>>>

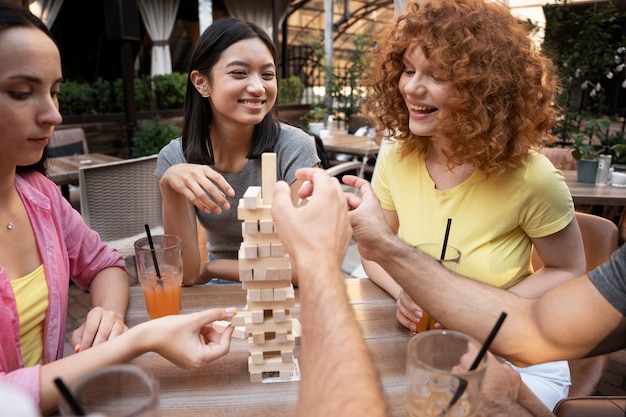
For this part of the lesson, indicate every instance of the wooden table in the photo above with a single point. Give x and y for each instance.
(63, 170)
(223, 388)
(592, 194)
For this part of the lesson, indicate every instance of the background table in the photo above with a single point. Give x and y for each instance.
(223, 388)
(592, 194)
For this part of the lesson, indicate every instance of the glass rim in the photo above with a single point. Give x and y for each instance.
(482, 366)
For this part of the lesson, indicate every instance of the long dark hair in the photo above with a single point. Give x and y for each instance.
(196, 142)
(12, 16)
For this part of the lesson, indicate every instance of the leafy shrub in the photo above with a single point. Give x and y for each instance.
(153, 136)
(170, 90)
(75, 98)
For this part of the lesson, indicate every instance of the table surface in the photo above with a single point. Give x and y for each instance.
(223, 388)
(362, 146)
(593, 194)
(64, 169)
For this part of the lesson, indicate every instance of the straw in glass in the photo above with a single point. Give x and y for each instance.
(69, 398)
(481, 354)
(156, 264)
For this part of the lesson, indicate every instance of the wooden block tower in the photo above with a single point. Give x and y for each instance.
(265, 272)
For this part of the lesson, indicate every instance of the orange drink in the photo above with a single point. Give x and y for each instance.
(160, 272)
(162, 295)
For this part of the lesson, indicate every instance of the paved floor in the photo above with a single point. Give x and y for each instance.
(613, 383)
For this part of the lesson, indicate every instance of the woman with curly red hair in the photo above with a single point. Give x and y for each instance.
(466, 99)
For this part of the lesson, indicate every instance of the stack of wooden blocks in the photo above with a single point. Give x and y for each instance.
(265, 273)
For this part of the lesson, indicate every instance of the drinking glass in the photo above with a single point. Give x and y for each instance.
(438, 382)
(452, 260)
(124, 390)
(162, 293)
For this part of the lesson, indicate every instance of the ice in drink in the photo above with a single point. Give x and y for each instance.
(162, 295)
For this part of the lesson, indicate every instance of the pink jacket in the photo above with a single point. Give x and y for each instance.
(69, 248)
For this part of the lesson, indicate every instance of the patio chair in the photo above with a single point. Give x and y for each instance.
(600, 241)
(119, 198)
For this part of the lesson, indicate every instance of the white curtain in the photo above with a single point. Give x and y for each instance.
(159, 17)
(258, 11)
(46, 10)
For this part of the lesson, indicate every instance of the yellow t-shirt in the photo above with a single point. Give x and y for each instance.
(31, 296)
(493, 218)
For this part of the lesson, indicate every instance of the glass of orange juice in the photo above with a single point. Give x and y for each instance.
(451, 260)
(161, 282)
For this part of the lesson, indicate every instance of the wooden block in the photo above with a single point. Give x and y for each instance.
(277, 249)
(254, 295)
(260, 213)
(267, 294)
(264, 250)
(258, 338)
(271, 364)
(266, 226)
(252, 197)
(259, 274)
(256, 316)
(266, 263)
(264, 284)
(268, 177)
(249, 227)
(279, 315)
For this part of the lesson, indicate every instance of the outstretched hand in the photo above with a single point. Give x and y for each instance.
(204, 187)
(318, 230)
(366, 216)
(189, 340)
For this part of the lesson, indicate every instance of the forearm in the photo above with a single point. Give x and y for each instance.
(381, 278)
(109, 290)
(334, 356)
(118, 350)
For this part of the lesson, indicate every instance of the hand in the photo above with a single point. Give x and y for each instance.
(366, 216)
(408, 313)
(318, 230)
(100, 325)
(202, 186)
(188, 340)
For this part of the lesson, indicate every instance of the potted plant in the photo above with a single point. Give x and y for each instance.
(587, 146)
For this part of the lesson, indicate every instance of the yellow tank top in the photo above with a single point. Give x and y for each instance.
(31, 296)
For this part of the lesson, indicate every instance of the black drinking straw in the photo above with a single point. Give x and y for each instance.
(481, 354)
(69, 398)
(156, 264)
(445, 241)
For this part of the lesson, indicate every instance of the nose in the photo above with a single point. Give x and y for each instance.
(49, 112)
(415, 86)
(256, 85)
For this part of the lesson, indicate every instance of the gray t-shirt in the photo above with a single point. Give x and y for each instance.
(294, 149)
(610, 279)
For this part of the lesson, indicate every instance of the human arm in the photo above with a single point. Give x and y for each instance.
(109, 300)
(197, 344)
(537, 330)
(316, 237)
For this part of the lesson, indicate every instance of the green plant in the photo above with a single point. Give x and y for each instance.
(592, 140)
(75, 98)
(170, 90)
(290, 90)
(153, 136)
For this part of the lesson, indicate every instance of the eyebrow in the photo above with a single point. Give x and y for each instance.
(245, 64)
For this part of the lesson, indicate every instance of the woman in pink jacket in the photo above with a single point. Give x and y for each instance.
(44, 243)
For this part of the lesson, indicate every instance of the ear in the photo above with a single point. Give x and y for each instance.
(201, 83)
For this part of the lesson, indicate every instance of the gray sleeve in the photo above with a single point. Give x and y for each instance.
(170, 154)
(610, 279)
(294, 149)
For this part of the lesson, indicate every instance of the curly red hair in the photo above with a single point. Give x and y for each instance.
(503, 87)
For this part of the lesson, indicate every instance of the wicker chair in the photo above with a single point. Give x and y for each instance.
(119, 198)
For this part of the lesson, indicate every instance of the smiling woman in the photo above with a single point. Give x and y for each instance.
(228, 124)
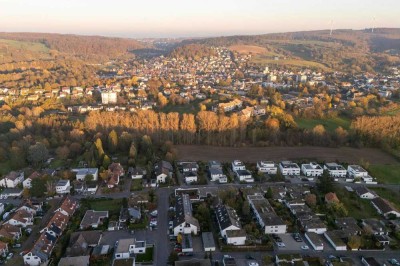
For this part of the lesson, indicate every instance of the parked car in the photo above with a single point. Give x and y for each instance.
(394, 262)
(281, 244)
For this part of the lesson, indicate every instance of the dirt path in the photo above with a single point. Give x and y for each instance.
(253, 154)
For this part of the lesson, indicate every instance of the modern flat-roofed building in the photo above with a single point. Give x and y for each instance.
(267, 167)
(312, 169)
(335, 170)
(289, 168)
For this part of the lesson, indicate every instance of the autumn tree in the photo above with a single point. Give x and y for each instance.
(37, 153)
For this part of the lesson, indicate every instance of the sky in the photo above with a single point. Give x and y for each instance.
(193, 18)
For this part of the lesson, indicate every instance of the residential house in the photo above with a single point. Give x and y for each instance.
(331, 198)
(289, 168)
(208, 241)
(190, 177)
(68, 206)
(315, 241)
(3, 249)
(188, 166)
(369, 261)
(364, 192)
(267, 167)
(137, 173)
(238, 165)
(80, 260)
(115, 171)
(335, 170)
(375, 226)
(244, 176)
(21, 218)
(81, 173)
(184, 222)
(12, 179)
(385, 208)
(236, 237)
(187, 244)
(356, 171)
(27, 183)
(63, 186)
(335, 238)
(266, 216)
(80, 243)
(41, 250)
(227, 219)
(10, 231)
(162, 170)
(349, 225)
(312, 169)
(127, 248)
(216, 174)
(259, 110)
(93, 219)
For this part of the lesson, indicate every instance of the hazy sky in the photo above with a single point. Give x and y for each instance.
(183, 18)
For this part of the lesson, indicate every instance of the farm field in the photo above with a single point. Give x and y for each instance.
(263, 60)
(387, 174)
(254, 154)
(330, 124)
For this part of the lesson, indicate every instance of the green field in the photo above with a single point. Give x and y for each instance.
(356, 207)
(330, 124)
(263, 60)
(387, 174)
(389, 195)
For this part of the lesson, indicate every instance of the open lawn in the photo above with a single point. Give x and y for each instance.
(387, 174)
(330, 124)
(356, 207)
(254, 154)
(390, 195)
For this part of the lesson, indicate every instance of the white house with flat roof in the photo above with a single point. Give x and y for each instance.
(238, 165)
(289, 168)
(63, 186)
(335, 170)
(312, 169)
(267, 167)
(357, 171)
(82, 172)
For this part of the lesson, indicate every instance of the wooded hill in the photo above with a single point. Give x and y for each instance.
(13, 46)
(345, 50)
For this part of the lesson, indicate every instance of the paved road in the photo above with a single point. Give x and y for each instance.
(162, 247)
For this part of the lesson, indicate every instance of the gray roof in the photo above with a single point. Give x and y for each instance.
(226, 217)
(208, 240)
(71, 261)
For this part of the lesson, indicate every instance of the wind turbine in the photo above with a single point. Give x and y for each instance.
(373, 24)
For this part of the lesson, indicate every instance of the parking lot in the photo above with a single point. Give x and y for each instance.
(290, 243)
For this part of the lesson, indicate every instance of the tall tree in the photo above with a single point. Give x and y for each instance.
(112, 141)
(37, 153)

<<<

__The problem__
Please extract exactly, and only, the lines from the line containing "the green field" through the last line of the records.

__The result__
For this part of the lesson, indicate every instance of the green field in the photo above with a single point. Give x and y for each instance.
(356, 207)
(330, 124)
(263, 60)
(387, 174)
(389, 195)
For this part of the lesson, indicate every instance of the open lawn in the photo above with a single point. Give x and y for each instance.
(387, 174)
(330, 124)
(356, 207)
(254, 154)
(390, 195)
For this part of the lesson, indicate every instance of the white house with flat roof in the photo above with a single point. Give x and y for each instance.
(238, 165)
(289, 168)
(63, 186)
(335, 170)
(312, 169)
(267, 167)
(357, 171)
(82, 172)
For this part of the lesson, indicate every instance of the wooded hill in the photo above with a single point. Give x and y for each instance.
(13, 46)
(345, 50)
For this part of the lesson, indicate every instance of the paved road in the photo above with a single point. Give x and y for each instance.
(162, 247)
For this part of the lesson, indicate every instance of the gray roof in the photo above with a single point. Give x and y for each instance.
(226, 217)
(208, 240)
(71, 261)
For this part of the lesson, indicate every instance of the wind turbine in the photo above with a single point. Give x and y for each instance.
(373, 24)
For this part of the lesson, indicate every instance of the parking lot in the photo above with a single point. Give x and y for each instance.
(290, 243)
For this part of the lesson, indicate every instance of the tall tree in the photo above with a single point. Give x and y for each instance.
(112, 141)
(37, 153)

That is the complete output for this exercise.